PROVIDED PASSAGE:
[Start]
Monday 28 January 2013

Nuclear Endgame - and a Rogue We Will Miss

Looks as though the nuclear strike-price endgame is in prospect.  EDF had softened us up with mention of £140/MWh for their Hinkley output; I had predicted £119.95: DECC seems to be trying to keep it under the hundred, "whatever that means", as the Inde's writer justly puts it.

Because whatever the notional outcome, bear in mind that (a) it will be index-linked, and the electrons will not be in action until 2021; and more significantly  (b) there are so many valuable concessions EDF can be given under the table by way of capped liabilities etc, the headline figure needs to be very heavily qualified - except we probably won't find out in our lifetimes.  (I remember selling diesel fuel to the old GLC / LTE: they would do anything to keep down the nameplate price - the only thing that was reported to the politicians at County Hall - including offering 12 months' interest-free pre-payment !  Easy when you know how.)

Anyhow, we may be sure it will be trumpeted from the rooftops as a great triumph for all concerned - double (prices) all round !
Marchant: Rogue CEO
With impeccable timing, the industry figure who has done most to highlight the outrageousness of all this has jacked his hand in, and we will miss him greatly.  Ian Marchant, the unlikely CEO of Scottish and Southern - only SSE and Centrica of the Big 6 remain as independent British companies - is calling it quits.  I'm guessing not many C@W readers will have met Fat-boy Marchant, but suffice to say he is not a typical FTSE100 boss. His irreverent, flamboyant speeches, and more importantly his plain-speaking comments on the electricity market 'reforms' in general, and the nuclear nonsense in particular, have been a delight over the years.  

Hopefully he will still be around in some capacity or other, and we hope for even more uninhibited outbursts from that ample quarter.

ND

14 comments:

Mark Wadsworth said...

Go on then, what do you think a fair price is for nuclear electricity?

£50? £100? What? (glossing over the fact that the price flucutuates wildly during the day).

Blue Eyes said...

MW, the sensible response is that the government should not be in the business of guaranteeing the price of anything!

If we are genuinely concerned about carbon emissions and unsure of the most efficient way of minimising them then all we have to do is tax the emission of carbon at a suitable rate. Let the free market work its magic.

Mark Wadsworth said...

BE, yes obviously, but that does not answer the question. I did not ask "which price should the government guarantee" I asked what is [currently] a fair price, i.e. what sort of price do nuclear companies need to make a reasonable profit.

e.g. a fair price for a music CD appears to be between £5 and £10, that doesn;t mean the govt. guarantees a minimum or sets a maximum price for music CDs.

Blue Eyes said...

I can exclusively reveal that I have asked ND this question before and the answer I got was "well, it depends".

It's a bit like asking what the fair price for a CD is. To me more than £3 is a bit much because I'll wait until it's on offer. To you it might be £20 because you need the Limited Edition with free poster NOW!

Given that nuclear tends to be based-load generation what you are really asking is what is the cost of producing the electricity, on average.
[End]
[Records of labeled regions]
[Start]
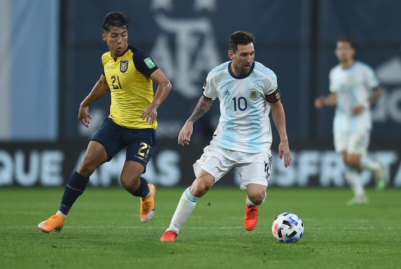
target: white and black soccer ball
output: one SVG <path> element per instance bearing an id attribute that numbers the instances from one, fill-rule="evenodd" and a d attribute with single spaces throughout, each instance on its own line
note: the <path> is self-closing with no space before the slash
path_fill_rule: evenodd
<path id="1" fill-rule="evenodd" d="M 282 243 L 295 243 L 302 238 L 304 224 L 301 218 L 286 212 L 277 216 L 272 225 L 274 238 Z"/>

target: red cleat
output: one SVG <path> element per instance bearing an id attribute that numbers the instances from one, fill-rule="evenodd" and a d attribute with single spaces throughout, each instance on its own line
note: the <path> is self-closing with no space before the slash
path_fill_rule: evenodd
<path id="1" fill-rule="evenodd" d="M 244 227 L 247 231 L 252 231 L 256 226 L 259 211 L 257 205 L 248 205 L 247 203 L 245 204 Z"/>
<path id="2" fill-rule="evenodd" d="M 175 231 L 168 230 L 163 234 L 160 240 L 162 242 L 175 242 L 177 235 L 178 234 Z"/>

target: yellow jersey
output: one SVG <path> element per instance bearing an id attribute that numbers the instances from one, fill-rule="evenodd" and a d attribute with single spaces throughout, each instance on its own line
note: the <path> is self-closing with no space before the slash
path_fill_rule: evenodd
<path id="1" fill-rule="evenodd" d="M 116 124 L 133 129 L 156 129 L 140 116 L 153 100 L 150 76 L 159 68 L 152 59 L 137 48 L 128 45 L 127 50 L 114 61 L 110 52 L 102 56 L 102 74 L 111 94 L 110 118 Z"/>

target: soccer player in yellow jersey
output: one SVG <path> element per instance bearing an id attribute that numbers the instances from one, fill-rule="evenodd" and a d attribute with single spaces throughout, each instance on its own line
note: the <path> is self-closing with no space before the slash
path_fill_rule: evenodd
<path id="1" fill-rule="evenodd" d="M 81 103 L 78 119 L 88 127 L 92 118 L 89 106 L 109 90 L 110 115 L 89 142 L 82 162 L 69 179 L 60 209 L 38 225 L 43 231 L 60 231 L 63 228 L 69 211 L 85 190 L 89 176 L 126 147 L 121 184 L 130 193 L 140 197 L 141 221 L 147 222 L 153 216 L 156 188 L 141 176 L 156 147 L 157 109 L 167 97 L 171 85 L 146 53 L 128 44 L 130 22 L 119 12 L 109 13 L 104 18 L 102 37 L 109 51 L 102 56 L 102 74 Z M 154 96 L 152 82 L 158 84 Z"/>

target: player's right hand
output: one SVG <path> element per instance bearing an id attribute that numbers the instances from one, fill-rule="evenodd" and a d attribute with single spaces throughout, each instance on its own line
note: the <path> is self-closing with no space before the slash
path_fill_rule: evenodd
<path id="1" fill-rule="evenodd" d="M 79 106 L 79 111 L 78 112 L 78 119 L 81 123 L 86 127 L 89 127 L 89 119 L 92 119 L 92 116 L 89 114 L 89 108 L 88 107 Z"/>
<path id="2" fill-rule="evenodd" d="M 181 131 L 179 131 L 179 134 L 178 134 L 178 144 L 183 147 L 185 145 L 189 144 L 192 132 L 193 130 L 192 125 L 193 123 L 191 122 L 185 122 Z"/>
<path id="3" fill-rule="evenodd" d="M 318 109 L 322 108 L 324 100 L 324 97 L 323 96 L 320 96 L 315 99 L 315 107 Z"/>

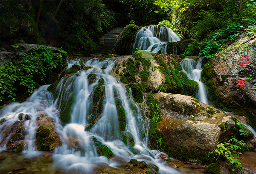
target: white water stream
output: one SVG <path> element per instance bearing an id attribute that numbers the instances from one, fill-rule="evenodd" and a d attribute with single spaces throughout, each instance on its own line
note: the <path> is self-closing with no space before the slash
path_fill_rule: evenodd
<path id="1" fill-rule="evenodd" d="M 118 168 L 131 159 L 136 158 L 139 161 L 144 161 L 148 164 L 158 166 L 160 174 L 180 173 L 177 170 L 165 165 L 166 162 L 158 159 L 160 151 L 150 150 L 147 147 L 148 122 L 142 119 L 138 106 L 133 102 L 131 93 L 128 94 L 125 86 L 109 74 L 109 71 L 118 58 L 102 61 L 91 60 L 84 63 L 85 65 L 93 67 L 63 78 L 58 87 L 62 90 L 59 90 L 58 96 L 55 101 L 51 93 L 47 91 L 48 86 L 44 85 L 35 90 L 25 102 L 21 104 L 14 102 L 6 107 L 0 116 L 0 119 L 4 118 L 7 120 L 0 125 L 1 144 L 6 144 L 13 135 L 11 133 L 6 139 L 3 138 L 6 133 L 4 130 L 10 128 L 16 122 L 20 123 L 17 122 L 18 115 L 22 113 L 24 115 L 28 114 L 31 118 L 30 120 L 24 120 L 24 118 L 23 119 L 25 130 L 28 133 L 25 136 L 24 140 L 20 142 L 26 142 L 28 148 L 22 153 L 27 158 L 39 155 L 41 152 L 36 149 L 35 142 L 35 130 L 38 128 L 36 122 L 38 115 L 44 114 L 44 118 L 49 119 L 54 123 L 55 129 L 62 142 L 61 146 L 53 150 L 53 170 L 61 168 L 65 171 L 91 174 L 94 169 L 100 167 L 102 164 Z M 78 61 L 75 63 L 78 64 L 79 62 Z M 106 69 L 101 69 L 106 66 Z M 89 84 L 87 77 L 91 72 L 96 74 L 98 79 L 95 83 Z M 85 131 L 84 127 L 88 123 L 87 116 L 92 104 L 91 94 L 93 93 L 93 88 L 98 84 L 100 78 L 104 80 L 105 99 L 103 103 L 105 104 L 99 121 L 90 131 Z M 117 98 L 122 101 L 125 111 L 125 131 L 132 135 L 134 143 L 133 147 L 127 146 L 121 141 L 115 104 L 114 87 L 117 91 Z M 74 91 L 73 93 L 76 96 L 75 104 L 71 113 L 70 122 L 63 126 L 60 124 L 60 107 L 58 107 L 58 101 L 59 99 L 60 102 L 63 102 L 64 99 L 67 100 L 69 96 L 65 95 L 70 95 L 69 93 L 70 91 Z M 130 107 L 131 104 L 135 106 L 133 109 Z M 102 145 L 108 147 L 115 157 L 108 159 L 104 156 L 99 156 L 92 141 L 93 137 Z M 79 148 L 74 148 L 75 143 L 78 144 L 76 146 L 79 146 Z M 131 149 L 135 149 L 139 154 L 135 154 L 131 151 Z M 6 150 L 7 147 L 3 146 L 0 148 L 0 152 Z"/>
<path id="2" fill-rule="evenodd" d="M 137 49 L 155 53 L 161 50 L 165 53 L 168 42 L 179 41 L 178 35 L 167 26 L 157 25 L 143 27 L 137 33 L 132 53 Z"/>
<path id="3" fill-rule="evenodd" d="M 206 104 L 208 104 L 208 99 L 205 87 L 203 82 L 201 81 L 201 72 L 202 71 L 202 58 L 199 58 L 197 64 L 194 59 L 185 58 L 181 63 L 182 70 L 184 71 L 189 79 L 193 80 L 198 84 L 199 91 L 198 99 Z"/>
[End]
TASK PROMPT: Carry on the nuclear strike-price blog post from the point where it stops. The items come from a separate source and have nothing to do with the nuclear strike-price blog post.

REPLY TO THE TASK:
Mark Wadsworth said...

BE, "what you are really asking is what is the cost of producing the electricity, on average."

Yes, that's exactly what I'm asking. Maybe I phrased it badly.

Blue Eyes said...

I got confused by the term "fair price"...

As for cost of production, the real winner here is that the government makes it considerably more expensive to produce electricity (by any means) than it really should be. So now they've made it so expensive they have to give the producers the right to shaft the consumers.

Off switch said...

Put that man in charge of the Ministry of Energy by this weekend!!

rwendland said...

Using the Indie's £95-£99.50/MWh leak, here's an update of my back-of-envelope lifetime CfD support costs (subsidy) estimate for one EPR reactor that I did in December:

Around £600 million/year CfD support, at current prices. As ND says, this will be inflated upwards to whenever they get built. £2.4 billion-ish per year for the four EPR reactors the govt claims it would like EDF to build. Electricity customers, just domestic/small-business not industrial I understand, will pay this, not taxpayers.

Here are my sums:

1650 * 24 * 365.25 * 0.9 * (97.25-51) = £602 million

This assumes:

* CfD price of £97.25/MWh - midpoint of Indie £95-£99.50/MWh leak
* Average ordinary wholesale price of £51/MWh (probably a bit out-of-date now)
* 1650 MWe reactor running sweetly at 90% Load Average

It's actually worse than this I think, as it looks like night time prices will lower as more nuc and wind comes on-line, which will negatively affect the economics of both of them.

My £51/MWh average electricity price estimate is very dated now. I've seen both £60 and £45 used in some estimates, but dunno which is more sound.

rwendland said...

... forgot to add £2.4 billion-ish per year to support 4 EPRs is about £100 per household per year. If Hitachi/Horizon build ABWRs beyond that, even more, maybe double.

This increase on leccy will make using gas for home heating even more attractive. But the excess nightime leccy generation capacity from more nuc & wind should cause Economy 7 nightime rates to fall considerably. Maybe we should be planning into our new housing optional heat stores that could use this cheap nightime leccy. The current fad for instant gas boilers will make the use of heat stores trickier.

rwendland said...

.... and I've still forgotten the "lifetime" aspect. For 4 EPRs at £2.4 billion/year over 40 years, that would be a £96 billion subsidy commitment. If Hitachi/Horizon build ABWRs beyond that, perhaps in the order of £200 billion. That's a lot more than the lifetime costs of the Trident nuke deterrent costs (variously estimated in the £60-£100 billion range).


I don't know what the proposed CfD contract duration is. Anyone? I'm assuming a 40 year CfD contract here - EPRs have a 60 year design life, but I'm assuming the last 20 years are left to unsubsidised economics - from past experience a pretty profitable time for operators with capital written off. A 25 year CfD contract could be reasonable, as most nuc financiers want their capitals costs/risks fully recovered by then, if not 20 or 15 years.

Nick Drew said...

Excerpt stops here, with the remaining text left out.